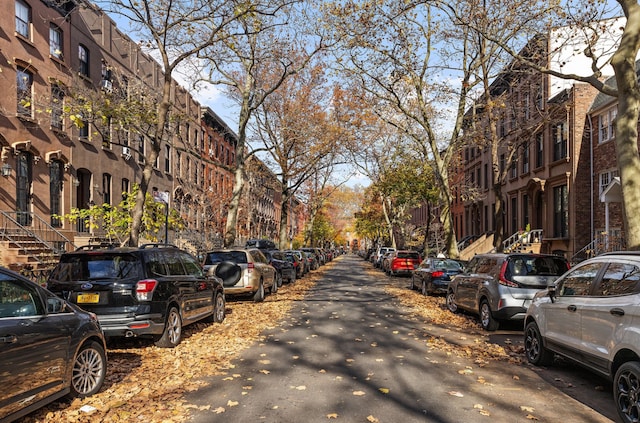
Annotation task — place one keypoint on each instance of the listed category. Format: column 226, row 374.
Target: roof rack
column 157, row 245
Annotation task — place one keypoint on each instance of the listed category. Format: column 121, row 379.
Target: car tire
column 533, row 346
column 451, row 302
column 258, row 296
column 626, row 391
column 89, row 370
column 219, row 305
column 487, row 321
column 172, row 334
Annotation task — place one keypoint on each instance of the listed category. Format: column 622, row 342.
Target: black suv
column 155, row 290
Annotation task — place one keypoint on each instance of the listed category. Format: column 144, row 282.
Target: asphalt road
column 349, row 352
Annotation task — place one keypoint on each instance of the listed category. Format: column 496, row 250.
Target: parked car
column 49, row 348
column 153, row 290
column 590, row 316
column 261, row 244
column 402, row 262
column 299, row 261
column 434, row 274
column 376, row 258
column 244, row 271
column 285, row 269
column 500, row 287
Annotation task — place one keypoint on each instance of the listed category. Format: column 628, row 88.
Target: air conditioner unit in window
column 126, row 153
column 106, row 86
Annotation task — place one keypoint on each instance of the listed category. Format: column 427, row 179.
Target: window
column 619, row 279
column 539, row 150
column 106, row 188
column 83, row 58
column 606, row 178
column 559, row 132
column 141, row 149
column 514, row 214
column 125, row 187
column 55, row 192
column 578, row 282
column 55, row 41
column 606, row 124
column 167, row 158
column 23, row 19
column 24, row 86
column 525, row 159
column 57, row 102
column 513, row 169
column 560, row 212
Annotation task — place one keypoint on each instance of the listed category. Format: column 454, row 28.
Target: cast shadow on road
column 349, row 335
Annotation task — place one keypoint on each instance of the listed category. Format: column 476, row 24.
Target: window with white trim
column 23, row 19
column 606, row 124
column 606, row 178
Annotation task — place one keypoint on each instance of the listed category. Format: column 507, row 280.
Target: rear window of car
column 408, row 254
column 84, row 267
column 537, row 266
column 220, row 256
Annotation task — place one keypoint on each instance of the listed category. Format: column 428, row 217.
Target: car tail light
column 502, row 280
column 145, row 288
column 437, row 274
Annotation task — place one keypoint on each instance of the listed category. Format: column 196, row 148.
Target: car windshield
column 216, row 257
column 85, row 267
column 450, row 265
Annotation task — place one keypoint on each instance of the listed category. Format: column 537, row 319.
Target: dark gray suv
column 152, row 290
column 500, row 287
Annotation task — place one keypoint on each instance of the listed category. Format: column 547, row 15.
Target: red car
column 402, row 262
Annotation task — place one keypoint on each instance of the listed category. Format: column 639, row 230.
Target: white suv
column 592, row 316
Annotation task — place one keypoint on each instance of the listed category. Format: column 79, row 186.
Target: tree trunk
column 623, row 62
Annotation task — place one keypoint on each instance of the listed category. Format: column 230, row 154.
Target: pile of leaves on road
column 459, row 334
column 148, row 384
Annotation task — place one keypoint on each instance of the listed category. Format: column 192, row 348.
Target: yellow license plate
column 88, row 298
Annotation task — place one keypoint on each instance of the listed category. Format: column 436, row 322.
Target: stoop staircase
column 30, row 245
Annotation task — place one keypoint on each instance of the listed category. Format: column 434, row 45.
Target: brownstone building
column 55, row 158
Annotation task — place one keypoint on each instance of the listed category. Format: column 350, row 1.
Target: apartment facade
column 54, row 160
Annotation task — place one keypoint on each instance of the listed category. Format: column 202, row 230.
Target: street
column 351, row 352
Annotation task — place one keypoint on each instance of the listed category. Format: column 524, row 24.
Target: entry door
column 24, row 178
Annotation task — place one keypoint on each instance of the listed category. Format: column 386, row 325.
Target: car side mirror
column 552, row 292
column 55, row 305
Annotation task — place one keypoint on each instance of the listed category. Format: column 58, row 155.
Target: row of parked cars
column 588, row 313
column 53, row 339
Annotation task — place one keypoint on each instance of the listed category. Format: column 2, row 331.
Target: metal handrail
column 30, row 224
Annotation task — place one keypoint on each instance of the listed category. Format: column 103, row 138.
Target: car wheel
column 89, row 370
column 451, row 302
column 172, row 334
column 486, row 318
column 533, row 347
column 626, row 391
column 219, row 305
column 259, row 294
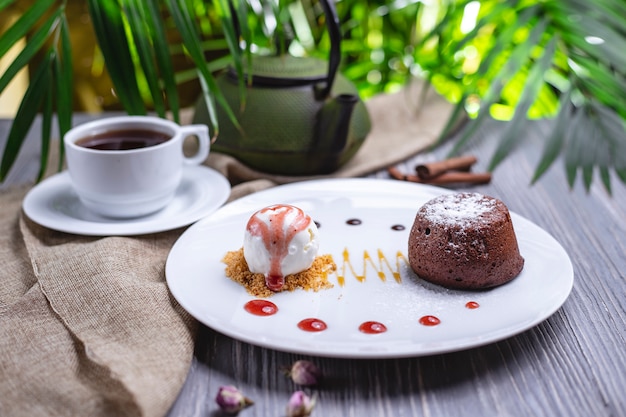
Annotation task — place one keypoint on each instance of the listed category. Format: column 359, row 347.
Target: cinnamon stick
column 451, row 177
column 434, row 169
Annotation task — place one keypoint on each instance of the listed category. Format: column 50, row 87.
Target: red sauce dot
column 260, row 307
column 372, row 327
column 429, row 321
column 312, row 325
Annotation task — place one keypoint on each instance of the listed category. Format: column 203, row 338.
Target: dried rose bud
column 303, row 372
column 231, row 400
column 300, row 405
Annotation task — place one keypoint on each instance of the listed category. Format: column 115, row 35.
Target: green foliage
column 513, row 60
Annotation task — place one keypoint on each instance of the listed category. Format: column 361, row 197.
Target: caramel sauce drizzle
column 382, row 268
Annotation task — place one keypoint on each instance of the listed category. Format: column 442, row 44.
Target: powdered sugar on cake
column 458, row 209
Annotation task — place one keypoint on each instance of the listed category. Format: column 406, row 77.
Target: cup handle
column 204, row 142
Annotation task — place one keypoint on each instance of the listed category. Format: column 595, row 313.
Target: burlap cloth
column 87, row 325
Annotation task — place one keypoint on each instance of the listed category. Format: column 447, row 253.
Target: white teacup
column 126, row 183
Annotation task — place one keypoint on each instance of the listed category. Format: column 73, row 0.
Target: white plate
column 54, row 204
column 195, row 275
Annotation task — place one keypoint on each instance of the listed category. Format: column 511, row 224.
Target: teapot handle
column 334, row 32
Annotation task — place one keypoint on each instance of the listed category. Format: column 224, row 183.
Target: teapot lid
column 286, row 70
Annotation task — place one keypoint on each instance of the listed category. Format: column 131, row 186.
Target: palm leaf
column 161, row 51
column 528, row 97
column 26, row 112
column 24, row 24
column 554, row 142
column 515, row 63
column 108, row 24
column 141, row 40
column 35, row 43
column 63, row 77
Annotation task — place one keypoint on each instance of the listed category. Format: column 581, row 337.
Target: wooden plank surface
column 573, row 364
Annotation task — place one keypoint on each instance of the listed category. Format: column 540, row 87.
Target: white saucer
column 54, row 204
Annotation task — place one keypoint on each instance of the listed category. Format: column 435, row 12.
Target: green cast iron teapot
column 301, row 117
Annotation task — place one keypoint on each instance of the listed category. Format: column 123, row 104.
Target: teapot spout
column 333, row 125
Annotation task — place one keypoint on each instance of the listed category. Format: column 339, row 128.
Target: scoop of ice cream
column 280, row 240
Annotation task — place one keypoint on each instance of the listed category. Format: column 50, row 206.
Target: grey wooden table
column 572, row 364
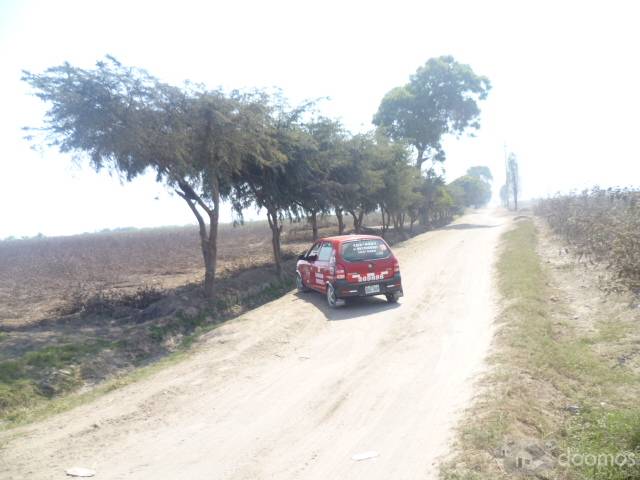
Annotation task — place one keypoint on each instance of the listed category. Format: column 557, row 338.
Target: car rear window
column 363, row 250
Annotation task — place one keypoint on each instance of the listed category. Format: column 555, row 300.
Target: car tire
column 332, row 299
column 300, row 284
column 392, row 297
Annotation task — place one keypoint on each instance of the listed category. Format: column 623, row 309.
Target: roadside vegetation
column 600, row 226
column 254, row 150
column 78, row 311
column 560, row 398
column 86, row 313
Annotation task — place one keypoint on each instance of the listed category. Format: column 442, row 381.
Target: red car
column 350, row 266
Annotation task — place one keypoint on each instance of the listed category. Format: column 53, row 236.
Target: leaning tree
column 129, row 122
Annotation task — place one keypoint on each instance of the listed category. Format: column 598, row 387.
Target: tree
column 359, row 177
column 440, row 98
column 513, row 179
column 275, row 186
column 481, row 172
column 471, row 191
column 127, row 121
column 313, row 170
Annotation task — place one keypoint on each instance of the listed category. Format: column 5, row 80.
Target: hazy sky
column 565, row 77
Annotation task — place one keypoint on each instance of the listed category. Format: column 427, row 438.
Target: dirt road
column 294, row 389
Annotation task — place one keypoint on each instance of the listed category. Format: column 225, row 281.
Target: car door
column 308, row 268
column 322, row 265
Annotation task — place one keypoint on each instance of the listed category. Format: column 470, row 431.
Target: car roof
column 349, row 238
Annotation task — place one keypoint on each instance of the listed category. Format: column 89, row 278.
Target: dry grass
column 78, row 311
column 564, row 372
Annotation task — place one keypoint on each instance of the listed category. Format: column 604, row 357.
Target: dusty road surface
column 294, row 389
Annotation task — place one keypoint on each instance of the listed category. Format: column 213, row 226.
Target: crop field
column 602, row 226
column 78, row 310
column 42, row 277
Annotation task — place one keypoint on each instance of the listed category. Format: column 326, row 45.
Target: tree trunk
column 420, row 159
column 357, row 221
column 272, row 217
column 208, row 239
column 313, row 219
column 340, row 221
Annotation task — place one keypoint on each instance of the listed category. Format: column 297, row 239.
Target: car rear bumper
column 346, row 289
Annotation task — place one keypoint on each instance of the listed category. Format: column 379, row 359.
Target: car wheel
column 392, row 297
column 300, row 284
column 332, row 299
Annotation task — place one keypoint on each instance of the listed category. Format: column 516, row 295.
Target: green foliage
column 471, row 190
column 253, row 149
column 440, row 98
column 24, row 382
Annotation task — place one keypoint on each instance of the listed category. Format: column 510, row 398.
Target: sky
column 565, row 77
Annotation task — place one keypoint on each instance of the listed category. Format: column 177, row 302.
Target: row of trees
column 255, row 149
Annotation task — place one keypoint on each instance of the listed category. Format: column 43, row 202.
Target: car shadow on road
column 466, row 226
column 354, row 308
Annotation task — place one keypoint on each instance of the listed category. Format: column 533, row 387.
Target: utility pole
column 507, row 181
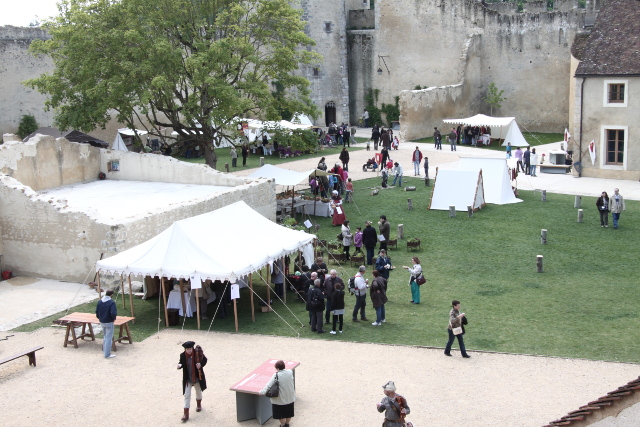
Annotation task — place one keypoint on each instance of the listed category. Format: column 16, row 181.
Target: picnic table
column 249, row 403
column 74, row 320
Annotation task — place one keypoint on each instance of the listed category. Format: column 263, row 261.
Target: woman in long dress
column 283, row 405
column 336, row 204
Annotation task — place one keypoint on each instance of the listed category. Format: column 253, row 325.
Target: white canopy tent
column 495, row 178
column 118, row 144
column 459, row 188
column 501, row 127
column 207, row 245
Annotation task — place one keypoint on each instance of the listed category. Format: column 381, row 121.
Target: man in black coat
column 191, row 362
column 369, row 241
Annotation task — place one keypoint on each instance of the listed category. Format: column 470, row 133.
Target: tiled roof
column 613, row 48
column 604, row 402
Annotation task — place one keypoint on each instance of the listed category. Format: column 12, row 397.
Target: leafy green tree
column 192, row 65
column 494, row 97
column 28, row 125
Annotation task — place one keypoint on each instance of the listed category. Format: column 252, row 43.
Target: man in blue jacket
column 107, row 312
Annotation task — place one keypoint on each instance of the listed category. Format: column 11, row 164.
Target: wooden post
column 253, row 310
column 268, row 289
column 131, row 298
column 197, row 306
column 122, row 290
column 164, row 297
column 235, row 313
column 539, row 259
column 184, row 304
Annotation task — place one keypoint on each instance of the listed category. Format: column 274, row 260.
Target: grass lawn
column 584, row 305
column 533, row 138
column 253, row 161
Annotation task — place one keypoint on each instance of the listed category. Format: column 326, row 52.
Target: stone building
column 57, row 218
column 606, row 93
column 453, row 48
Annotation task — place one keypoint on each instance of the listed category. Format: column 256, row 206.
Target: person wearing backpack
column 316, row 306
column 361, row 295
column 337, row 304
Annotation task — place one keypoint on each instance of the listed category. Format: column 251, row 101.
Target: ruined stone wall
column 331, row 84
column 16, row 66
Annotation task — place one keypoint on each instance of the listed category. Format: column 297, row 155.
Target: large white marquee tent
column 495, row 177
column 459, row 188
column 210, row 246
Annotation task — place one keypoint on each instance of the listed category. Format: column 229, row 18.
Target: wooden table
column 74, row 320
column 249, row 403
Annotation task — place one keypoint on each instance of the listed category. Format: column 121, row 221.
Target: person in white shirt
column 283, row 405
column 361, row 295
column 397, row 172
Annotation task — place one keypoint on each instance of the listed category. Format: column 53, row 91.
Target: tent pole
column 164, row 297
column 235, row 313
column 184, row 305
column 121, row 289
column 253, row 310
column 131, row 298
column 197, row 306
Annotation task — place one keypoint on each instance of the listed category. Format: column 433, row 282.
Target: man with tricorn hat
column 192, row 360
column 394, row 406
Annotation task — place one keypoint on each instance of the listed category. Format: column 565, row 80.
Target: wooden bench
column 85, row 320
column 549, row 168
column 31, row 354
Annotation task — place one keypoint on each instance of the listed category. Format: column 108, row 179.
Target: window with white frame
column 615, row 93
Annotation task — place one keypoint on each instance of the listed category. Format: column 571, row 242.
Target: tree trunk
column 210, row 156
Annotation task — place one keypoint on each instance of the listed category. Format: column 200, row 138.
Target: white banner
column 196, row 282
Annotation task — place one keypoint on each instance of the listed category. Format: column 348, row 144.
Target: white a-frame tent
column 457, row 188
column 225, row 244
column 495, row 178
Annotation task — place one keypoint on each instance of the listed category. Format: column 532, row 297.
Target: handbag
column 274, row 390
column 456, row 331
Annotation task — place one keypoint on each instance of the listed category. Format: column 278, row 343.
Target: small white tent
column 457, row 188
column 495, row 178
column 501, row 127
column 118, row 144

EXERCISE DIRECTIONS - Look through the listing above for the line with "Target: row of trees" and the line with "252, row 43.". Write out exactly those lines and everything between, leaving out pictures.

TASK RESULT -
Target: row of trees
column 255, row 149
Annotation task — place one keypoint on each instance of the listed category. Format: column 43, row 202.
Target: car shadow on road
column 466, row 226
column 354, row 308
Annotation task — place one keypoint on each instance of the listed category. Format: column 533, row 387.
Target: utility pole
column 507, row 181
Annotation task — place one keypoint on each instance of the listed category. Format: column 16, row 181.
Target: picnic table
column 249, row 403
column 74, row 320
Annotation task — place one keypoint on each instance of the listed category. Format: column 263, row 261.
Target: woman in long dress
column 283, row 405
column 336, row 204
Annotation task — place one keypoint on each instance of the listed category. Format: column 253, row 325.
Target: white canopy tent
column 495, row 178
column 118, row 144
column 459, row 188
column 501, row 127
column 207, row 245
Annotation task — place one keypoint on each instance of the listed category. Format: column 381, row 121.
Target: man in black coat
column 191, row 362
column 369, row 241
Annotation task — place one keypoint on each instance of the listed category. Format: column 470, row 133.
Target: tiled roof
column 613, row 48
column 604, row 402
Annotation task — place one keypoint on each instance of the listed category. Format: column 12, row 397.
Target: leafy green tree
column 192, row 65
column 494, row 97
column 28, row 125
Annotation task — place one keypoint on each instance of the listed category. Format: column 252, row 43.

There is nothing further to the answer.